Mittwoch, 14.02.2007

Am 01.01.1992 ist das Betreuungsrecht in Kraft getreten, welches Entmündigung, Vormundschaft und Pflegschaft für Erwachsene ersetzt hat. Ziel des Gesetzes war die Stärkung des Selbstbestimmungsrechts der Betroffenen. Gegenstand ist die rechtliche Wahrnehmung der Belange einer volljährigen Person, die aufgrund einer Erkrankung oder Behinderung ihre Angelegenheiten nicht selbst besorgen kann. Der Betreuung bedürfen vor allem psychisch Kranke, geistig Behinderte, Sucht- und Demenzkranke.

Die Anordnung der Betreuung erfolgt auf eigenen Antrag oder von Amts wegen – auch gegen den Willen der Betroffenen – durch das Vormundschaftsgericht. Der Betreuer darf nur für Aufgabenkreise bestellt werden, in denen die Betreuung erforderlich ist. Er hat die Angelegenheiten zum Wohle des Betreuten zu besorgen und ist daher verpflichtet, mit dem Betroffenen über dessen Vorstellungen zu sprechen.

(Ihre Aufgaben):
1) Welche Regelungen für Erwachsene hat das Betreuungsrecht laut dem Text zum Betreuungsrecht ersetzt?
2) Führen Sie den Text zum Betreuungsrecht im Anschluss an seinen letzten Satz weiter.

(Inhalt des Datensatzes):
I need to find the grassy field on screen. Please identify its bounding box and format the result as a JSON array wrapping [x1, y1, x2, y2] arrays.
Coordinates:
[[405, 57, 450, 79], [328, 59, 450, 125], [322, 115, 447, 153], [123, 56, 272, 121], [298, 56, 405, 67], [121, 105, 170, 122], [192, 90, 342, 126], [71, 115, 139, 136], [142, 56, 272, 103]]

(Lösungen):
1) Entmündigung, Vormundschaft und Pflegschaft für Erwachsene.

2)
Entgegen der Erwartungen des Gesetzgebers sind seit Inkrafttreten des Betreuungsgesetzes sowohl die Zahl der Betreuungsfälle als auch die Kosten bundesweit enorm gestiegen. Deutliche Fallzahl- und Kostensteigerungen gibt es auch in Hamburg: So nahm die Zahl der anhängigen Betreuungen von weniger als 17.000 in 2001 zu bis auf über 24.300 in 2005 - bei weiter steigender Tendenz. Allerdings ist der Senat bisher nicht auskunftsfähig, was z.B. die Differenzierung nach Berufs-, Vereins- und ehrenamtlichen Betreuungen betrifft (vgl. Drs. 18/2744).

 

Bundesweit werden 30 % der Fälle von Berufsbetreuern geführt. Soweit die Betroffenen mittellos sind – das gilt in etwa 80% der Fälle – übernimmt die Staatskasse die Vergütung und den Aufwendungsersatz. Die Kosten tragen die Bundesländer.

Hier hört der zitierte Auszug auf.